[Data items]
+ + + + +

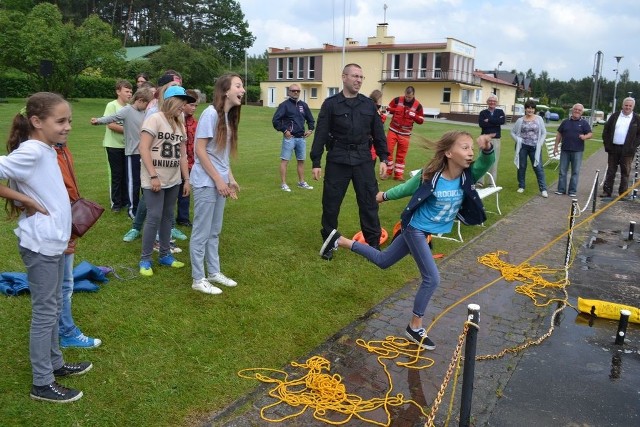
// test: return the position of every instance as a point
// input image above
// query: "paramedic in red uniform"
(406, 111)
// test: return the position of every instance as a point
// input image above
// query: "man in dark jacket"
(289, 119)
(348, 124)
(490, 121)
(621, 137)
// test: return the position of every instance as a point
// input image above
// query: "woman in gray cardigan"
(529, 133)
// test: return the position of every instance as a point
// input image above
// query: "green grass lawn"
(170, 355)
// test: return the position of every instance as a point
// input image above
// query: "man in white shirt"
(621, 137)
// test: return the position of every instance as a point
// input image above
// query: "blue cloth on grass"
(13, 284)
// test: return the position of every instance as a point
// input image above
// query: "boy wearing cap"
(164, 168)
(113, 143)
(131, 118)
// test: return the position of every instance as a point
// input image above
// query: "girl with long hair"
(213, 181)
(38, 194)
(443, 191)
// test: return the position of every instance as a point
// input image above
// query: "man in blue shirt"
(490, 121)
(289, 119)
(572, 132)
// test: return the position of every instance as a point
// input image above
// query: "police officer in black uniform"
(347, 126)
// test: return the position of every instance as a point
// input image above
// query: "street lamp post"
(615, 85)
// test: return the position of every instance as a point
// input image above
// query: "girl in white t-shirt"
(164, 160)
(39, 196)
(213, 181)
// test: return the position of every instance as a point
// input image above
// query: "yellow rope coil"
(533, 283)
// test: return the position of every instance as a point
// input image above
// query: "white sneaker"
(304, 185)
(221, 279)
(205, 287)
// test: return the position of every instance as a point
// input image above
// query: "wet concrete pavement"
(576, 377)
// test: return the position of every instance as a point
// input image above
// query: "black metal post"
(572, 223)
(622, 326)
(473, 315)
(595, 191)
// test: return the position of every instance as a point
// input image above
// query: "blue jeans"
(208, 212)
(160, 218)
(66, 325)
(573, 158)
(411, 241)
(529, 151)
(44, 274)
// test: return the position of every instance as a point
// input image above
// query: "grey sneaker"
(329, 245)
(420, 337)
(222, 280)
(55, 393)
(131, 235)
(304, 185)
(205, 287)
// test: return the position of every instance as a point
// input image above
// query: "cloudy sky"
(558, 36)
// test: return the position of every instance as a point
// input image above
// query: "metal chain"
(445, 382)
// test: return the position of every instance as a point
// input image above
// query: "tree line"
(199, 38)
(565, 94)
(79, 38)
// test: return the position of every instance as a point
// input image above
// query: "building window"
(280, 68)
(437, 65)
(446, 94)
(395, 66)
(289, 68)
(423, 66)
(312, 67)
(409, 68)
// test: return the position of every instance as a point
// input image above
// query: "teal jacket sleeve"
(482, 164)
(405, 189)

+ + + + +

**AIM OF THE EXERCISE**
Show each line of the material that contains the word "grass", copying the lines word for word.

**OUTPUT FOR THIS EXERCISE**
// query: "green grass lawn"
// query: "blue cloth on grass"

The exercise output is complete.